#### Records supplied:
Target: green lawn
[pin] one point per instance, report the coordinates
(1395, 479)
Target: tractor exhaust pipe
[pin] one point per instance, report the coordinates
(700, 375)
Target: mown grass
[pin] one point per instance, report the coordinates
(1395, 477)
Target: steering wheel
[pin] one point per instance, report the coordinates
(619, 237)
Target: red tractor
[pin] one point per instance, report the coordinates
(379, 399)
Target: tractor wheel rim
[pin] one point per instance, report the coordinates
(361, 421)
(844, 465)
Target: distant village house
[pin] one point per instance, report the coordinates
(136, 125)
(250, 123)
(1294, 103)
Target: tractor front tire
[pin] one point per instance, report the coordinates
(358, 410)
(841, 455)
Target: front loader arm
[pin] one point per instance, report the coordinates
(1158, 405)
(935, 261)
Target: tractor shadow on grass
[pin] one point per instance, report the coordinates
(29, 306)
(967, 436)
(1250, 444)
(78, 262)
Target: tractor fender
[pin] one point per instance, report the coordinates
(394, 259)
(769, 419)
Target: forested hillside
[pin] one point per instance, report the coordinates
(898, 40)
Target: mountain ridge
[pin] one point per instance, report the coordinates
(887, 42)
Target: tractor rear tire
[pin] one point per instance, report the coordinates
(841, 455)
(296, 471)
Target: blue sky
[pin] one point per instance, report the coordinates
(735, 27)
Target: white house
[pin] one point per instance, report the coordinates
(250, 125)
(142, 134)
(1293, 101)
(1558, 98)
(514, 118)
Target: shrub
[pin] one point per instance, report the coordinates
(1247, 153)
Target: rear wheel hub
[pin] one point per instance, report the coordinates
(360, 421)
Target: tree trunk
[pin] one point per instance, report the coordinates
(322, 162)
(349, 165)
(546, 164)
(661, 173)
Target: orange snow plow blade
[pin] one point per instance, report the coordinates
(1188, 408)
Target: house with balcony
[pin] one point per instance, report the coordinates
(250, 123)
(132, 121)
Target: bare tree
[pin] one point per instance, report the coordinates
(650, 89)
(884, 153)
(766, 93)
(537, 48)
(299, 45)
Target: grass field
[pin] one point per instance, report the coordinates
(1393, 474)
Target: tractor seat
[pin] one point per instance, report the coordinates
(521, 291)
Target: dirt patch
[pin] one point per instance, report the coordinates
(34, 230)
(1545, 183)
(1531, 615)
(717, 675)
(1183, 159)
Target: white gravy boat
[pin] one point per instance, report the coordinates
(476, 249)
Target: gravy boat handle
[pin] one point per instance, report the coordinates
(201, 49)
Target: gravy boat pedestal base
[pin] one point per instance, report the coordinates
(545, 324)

#### Written instruction:
Rewrite the material above, swapping "report the coordinates" for "give the coordinates" everywhere it appears and leaving everything else as it is.

#### Worked answer:
Target: green lawn
[pin] one point per instance, give the coordinates
(1395, 479)
Target: tractor exhaust pipe
[pin] one point per instance, give the coordinates
(700, 375)
Target: mown grass
[pin] one point per instance, give the coordinates
(1395, 477)
Target: steering wheel
[pin] one point per instance, give the coordinates
(619, 237)
Target: red tractor
[pin] one point per instance, give the coordinates
(379, 399)
Target: tractor wheel rim
[pin] one point per instance, give the coordinates
(361, 421)
(844, 465)
Target: distant village house
[pin] one point per instance, give the coordinates
(136, 125)
(250, 123)
(1294, 103)
Target: tractor front tire
[pin] one point per instance, give the coordinates
(358, 410)
(841, 455)
Target: front loader arm
[pin] one point per instance, give the coordinates
(1158, 405)
(935, 261)
Target: tractor shadow on grass
[pin] one point per instance, give the coordinates
(29, 306)
(967, 436)
(1250, 444)
(78, 262)
Target: tractor fender
[pin] one point per instance, give the coordinates
(394, 259)
(769, 419)
Target: forested hillside
[pin] one point per instance, give the coordinates
(898, 40)
Target: mountain ridge
[pin] one point per instance, give the coordinates
(887, 42)
Target: tractor rear tire
[pin] one point per instance, give the coordinates
(841, 455)
(296, 471)
Target: blue sky
[pin] one point per instance, give the coordinates
(735, 27)
Target: white house
[pin] one point per instance, give the coordinates
(250, 125)
(142, 134)
(1293, 101)
(1558, 98)
(514, 118)
Target: shrub
[pin] one point per instance, give the coordinates
(1247, 153)
Target: rear wheel hub
[pin] one point per instance, give the coordinates
(360, 421)
Target: tree trunk
[pin] one point per instance, give the coordinates
(322, 162)
(349, 165)
(546, 164)
(661, 173)
Target: orange snow plow blade
[pin] one point per instance, give the coordinates
(1188, 408)
Target: house with balcony
[pin] one point per instance, give the coordinates
(250, 123)
(132, 121)
Target: bare tree
[pin] one point per instance, give the coordinates
(650, 89)
(884, 153)
(766, 93)
(537, 48)
(299, 45)
Target: grass field
[pin] one point per instance, give the coordinates
(1393, 474)
Target: tractor seat
[pin] one point per instance, give the coordinates
(521, 291)
Target: dirt patch
[pin] one point per instance, give the coordinates
(34, 230)
(1545, 183)
(1531, 615)
(717, 675)
(1183, 159)
Target: white gravy boat
[pin] one point per instance, give the coordinates
(476, 249)
Target: gravy boat handle
[pin] one point per instance, give the coordinates
(201, 49)
Target: gravy boat pedestal base
[pin] one point per instance, give the coordinates
(545, 324)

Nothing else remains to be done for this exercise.